WRITTEN TASK → Copy the listing below line for line, leaving every word and number as it is.

begin

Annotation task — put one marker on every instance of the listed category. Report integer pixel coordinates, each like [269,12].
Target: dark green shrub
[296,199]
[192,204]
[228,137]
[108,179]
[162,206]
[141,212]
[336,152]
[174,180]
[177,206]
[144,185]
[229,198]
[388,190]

end

EXERCISE RESULT →
Annotation task — put one marker on every instance of the listed category. Report integer pixel coordinates, each like [269,12].
Target: dark green shrub
[296,199]
[192,204]
[228,137]
[108,179]
[162,206]
[141,212]
[336,152]
[174,180]
[177,206]
[144,185]
[229,198]
[388,190]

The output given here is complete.